__Written exercise__
Repeat each record exactly as written, and drop any images.

__Extracted records__
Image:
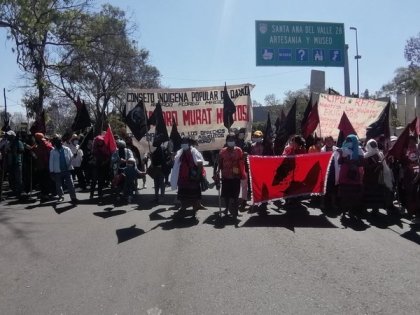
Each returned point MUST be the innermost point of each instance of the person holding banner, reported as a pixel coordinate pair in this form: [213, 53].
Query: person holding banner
[186, 175]
[411, 180]
[232, 168]
[295, 146]
[350, 178]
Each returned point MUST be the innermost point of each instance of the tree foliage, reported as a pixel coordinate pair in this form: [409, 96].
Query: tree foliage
[104, 63]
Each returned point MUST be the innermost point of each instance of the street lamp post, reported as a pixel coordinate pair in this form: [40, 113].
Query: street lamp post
[357, 57]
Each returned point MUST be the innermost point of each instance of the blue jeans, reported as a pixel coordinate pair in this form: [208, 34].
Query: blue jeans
[65, 177]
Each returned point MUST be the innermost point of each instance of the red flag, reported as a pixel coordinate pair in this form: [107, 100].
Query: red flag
[311, 122]
[418, 127]
[346, 128]
[110, 141]
[288, 176]
[398, 149]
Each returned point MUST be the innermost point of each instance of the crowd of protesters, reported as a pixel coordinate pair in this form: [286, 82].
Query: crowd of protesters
[361, 175]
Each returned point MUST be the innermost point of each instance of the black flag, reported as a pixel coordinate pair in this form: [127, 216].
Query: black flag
[228, 109]
[82, 119]
[175, 137]
[39, 124]
[286, 129]
[136, 121]
[380, 126]
[308, 110]
[156, 119]
[268, 137]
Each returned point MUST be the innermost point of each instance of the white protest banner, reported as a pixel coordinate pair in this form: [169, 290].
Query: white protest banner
[198, 112]
[361, 113]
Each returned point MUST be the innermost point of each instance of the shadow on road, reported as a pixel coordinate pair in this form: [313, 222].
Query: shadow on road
[221, 221]
[383, 221]
[412, 235]
[61, 209]
[354, 223]
[129, 233]
[109, 213]
[289, 221]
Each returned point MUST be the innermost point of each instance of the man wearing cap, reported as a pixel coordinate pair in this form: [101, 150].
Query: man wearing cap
[76, 162]
[120, 157]
[60, 167]
[14, 152]
[257, 146]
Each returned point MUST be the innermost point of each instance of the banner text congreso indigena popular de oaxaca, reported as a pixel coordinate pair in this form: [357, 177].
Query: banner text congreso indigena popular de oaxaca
[198, 112]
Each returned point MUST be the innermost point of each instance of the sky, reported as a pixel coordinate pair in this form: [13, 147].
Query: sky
[198, 43]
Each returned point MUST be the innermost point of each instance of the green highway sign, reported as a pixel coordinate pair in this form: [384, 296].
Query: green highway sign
[287, 43]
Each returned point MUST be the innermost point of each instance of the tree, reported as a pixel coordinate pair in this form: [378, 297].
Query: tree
[412, 51]
[59, 117]
[35, 26]
[104, 64]
[302, 98]
[407, 79]
[271, 100]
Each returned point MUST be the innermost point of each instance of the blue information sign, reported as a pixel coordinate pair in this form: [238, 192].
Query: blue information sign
[287, 43]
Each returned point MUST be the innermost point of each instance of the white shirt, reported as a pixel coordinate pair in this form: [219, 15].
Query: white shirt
[55, 159]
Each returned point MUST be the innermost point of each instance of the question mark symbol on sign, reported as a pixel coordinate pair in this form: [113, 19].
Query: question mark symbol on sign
[301, 53]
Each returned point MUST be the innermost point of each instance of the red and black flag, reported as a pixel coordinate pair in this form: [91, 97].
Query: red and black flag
[175, 137]
[136, 120]
[280, 120]
[311, 122]
[39, 124]
[82, 119]
[156, 119]
[346, 128]
[380, 126]
[228, 109]
[398, 149]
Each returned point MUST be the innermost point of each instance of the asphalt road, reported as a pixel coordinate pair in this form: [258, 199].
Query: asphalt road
[137, 259]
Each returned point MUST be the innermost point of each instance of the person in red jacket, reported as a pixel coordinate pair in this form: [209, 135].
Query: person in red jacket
[232, 168]
[41, 150]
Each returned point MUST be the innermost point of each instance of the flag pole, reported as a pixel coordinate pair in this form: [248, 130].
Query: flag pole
[84, 138]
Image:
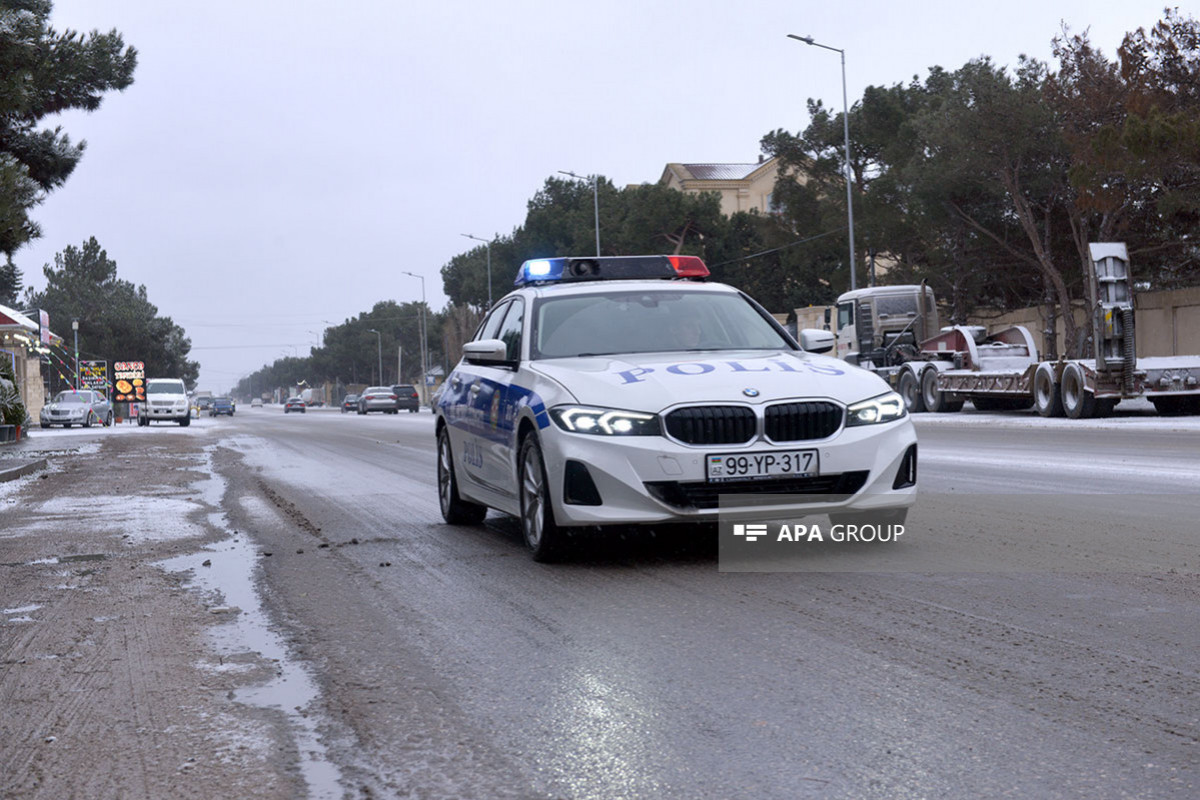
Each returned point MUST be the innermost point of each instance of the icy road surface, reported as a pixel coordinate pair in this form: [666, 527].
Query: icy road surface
[437, 661]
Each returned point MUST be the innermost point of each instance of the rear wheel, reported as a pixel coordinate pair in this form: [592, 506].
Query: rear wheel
[935, 398]
[454, 509]
[1077, 401]
[1047, 392]
[910, 390]
[541, 534]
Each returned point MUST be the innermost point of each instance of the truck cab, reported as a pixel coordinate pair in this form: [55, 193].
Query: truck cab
[882, 326]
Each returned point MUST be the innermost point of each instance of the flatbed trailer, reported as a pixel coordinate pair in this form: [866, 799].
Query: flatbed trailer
[1002, 371]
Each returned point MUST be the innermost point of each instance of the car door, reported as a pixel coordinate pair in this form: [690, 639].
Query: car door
[466, 402]
[502, 405]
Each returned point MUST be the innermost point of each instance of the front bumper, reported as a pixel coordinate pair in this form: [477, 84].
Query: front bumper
[165, 411]
[655, 480]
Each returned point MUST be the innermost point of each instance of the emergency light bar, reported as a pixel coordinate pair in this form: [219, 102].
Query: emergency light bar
[610, 268]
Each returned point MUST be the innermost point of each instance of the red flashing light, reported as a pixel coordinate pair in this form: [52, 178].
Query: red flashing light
[688, 266]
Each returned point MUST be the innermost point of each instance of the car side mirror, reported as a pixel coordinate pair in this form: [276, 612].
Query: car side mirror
[816, 341]
[485, 352]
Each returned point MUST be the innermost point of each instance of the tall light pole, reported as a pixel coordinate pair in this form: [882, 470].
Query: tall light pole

__Answer to the task__
Image:
Each returned point MUST be the innermost point of each instance of the person holding banner, reported as a pixel coordinate pair in this form: [213, 53].
Query: person holding banner
[186, 175]
[411, 180]
[232, 168]
[295, 146]
[350, 178]
Each returned point MUST be the innermost point of each instance of the tree foliage, reported as a pixel coordinate pair in this form: [409, 96].
Query: tree foliage
[104, 63]
Each returned point MUST be the innermost point of each instance of the street lamp post, reported as a pixel coordinate pair in this form: [40, 113].
Query: street lamp post
[357, 57]
Each returned point MUST be the innermost point of each instance of the blue jeans, reported as a pixel coordinate pair in this form: [208, 34].
Query: blue jeans
[65, 177]
Each returned point MUST be the innermost point of each instance of the red flag, reported as a pixel coordinate pair in this form: [107, 100].
Query: red flag
[311, 122]
[418, 127]
[346, 128]
[110, 141]
[288, 176]
[398, 149]
Each returned point MUST be the innermost point of each instance of the crowd of protesters, reported as a pixel coordinate pair in this form: [286, 82].
Query: crowd of protesters
[361, 175]
Each returned point MUST be the innermost point of each instance of the black flag, reported as a pixel coordinate pair in this form: [127, 216].
Query: black flag
[228, 109]
[82, 119]
[175, 137]
[39, 124]
[286, 129]
[136, 121]
[380, 126]
[308, 110]
[156, 119]
[268, 137]
Each returned point MUST be the innermost point of each instance of the white protest banner, reported as a pixel coordinate pair in this form: [169, 290].
Query: white protest banner
[198, 112]
[361, 113]
Each returned point MUST be the innermost point of each instance of the shadow on road, reported as a pixel coordinate pair in this form: [313, 222].
Query: shadow on road
[221, 221]
[383, 221]
[412, 235]
[61, 209]
[354, 223]
[129, 233]
[109, 213]
[289, 221]
Each returned point MUST be the innermost point of each instance of the man wearing cap, reported as a pixel coordinate pair in this form: [101, 150].
Query: man wearing cap
[76, 162]
[120, 157]
[60, 167]
[14, 152]
[257, 146]
Each returned point MUST be the innermost point of each instance of the banner text congreso indigena popular de oaxaca, reported as a pixel coordinate pair in this form: [357, 177].
Query: banner text congreso indigena popular de oaxaca
[198, 112]
Each returned point MUST be the innermost point of each instance of the sky, reported as a pixel coordinate pair in this form: [13, 147].
Query: sky
[198, 43]
Each returned point MUST be the innermost point of each instance of the green highway sign, reported as a pixel coordinate pair in this form: [384, 296].
Query: green highway sign
[287, 43]
Each returned point MUST be the innermost point of each instance of the tree, reported as a pixel coordinate pair in this form: [378, 297].
Query: tree
[412, 51]
[59, 117]
[35, 26]
[104, 64]
[302, 98]
[407, 79]
[271, 100]
Each returned point MUST be the innermost point of each instance of the blue information sign, reported as a pixel coordinate pair in this form: [238, 192].
Query: blue information sign
[287, 43]
Each returned point MUST be the innermost point of each instance of the white shirt, reported as a pixel coordinate pair in this form: [219, 15].
Query: white shirt
[55, 159]
Each returned point MUST be the innermost point of each instance of the question mark symbol on sign, reported as a pixel coordinate pair in this form: [113, 19].
Query: question mark symbol on sign
[301, 53]
Each returned point MUST be the innermost point of each instance of the red and black flag, reported as a pixel coordinate pair in this form: [91, 97].
Query: red and black flag
[175, 137]
[136, 120]
[280, 120]
[311, 122]
[39, 124]
[82, 119]
[156, 119]
[346, 128]
[380, 126]
[228, 109]
[398, 149]
Each returned point MUST be the innermost point of each instance of the asphalt road, reported as a pixel coordinate pair in this form: [258, 199].
Query: asphalt road
[137, 259]
Each returned point MUST be the innermost point of each instance of the person in red jacket, reported as a pixel coordinate pair in this form: [209, 135].
Query: person in red jacket
[232, 168]
[41, 150]
Each returned point MUST be the innermost point of each instance of the flag pole, reported as a pixel coordinate pair in this form: [248, 130].
Query: flag pole
[84, 138]
Image:
Each returned point MUST be the innermost point of each instance of the icy road surface, reported as a pixel coordinate pair in this form: [666, 527].
Query: icy road surface
[437, 661]
Each returned point MUST be the innermost point of each instance of the rear wheel, reported as a pixel coordinate pair in this form: [592, 506].
Query: rear wheel
[935, 398]
[454, 509]
[1077, 401]
[1047, 392]
[910, 390]
[541, 534]
Each returned point MUST be the innermost point of each instance of the truck cab, reported as a pixel coordinate pair in this form: [55, 193].
Query: truck cab
[882, 326]
Each returned point MUST be the innermost point of each instance of the flatbed trailer, reported as a pixel coordinate pair in this form: [866, 799].
Query: flatbed trailer
[1002, 371]
Each returned point MUST be the innermost point of each instance of the car door, reported as a pixel coordinate pair in this form: [690, 639].
Query: car door
[466, 402]
[502, 405]
Each returned point MUST be the innermost point of each instance of the front bumper, reported as a pixel coordinate pair in this form: [477, 84].
Query: front bumper
[165, 411]
[655, 480]
Each returned point MUST be the innermost point of each instance of the emergency light bar, reported as a pixel coordinate pair in this form: [219, 102].
Query: emergency light bar
[610, 268]
Each returned point MUST be the innermost point of each instance of the red flashing light, reported as a pixel coordinate pair in this form: [52, 178].
Query: red flashing light
[688, 266]
Each returned point MUST be the innermost point of each instance of the car side mirror, reported as a pixel coordinate pair in this form: [276, 612].
Query: car side mirror
[816, 341]
[485, 352]
Each returned point MUST be the innermost point of each instance of the tall light pole, reported as a pixel coordinate pair in this form: [882, 470].
Query: tall light pole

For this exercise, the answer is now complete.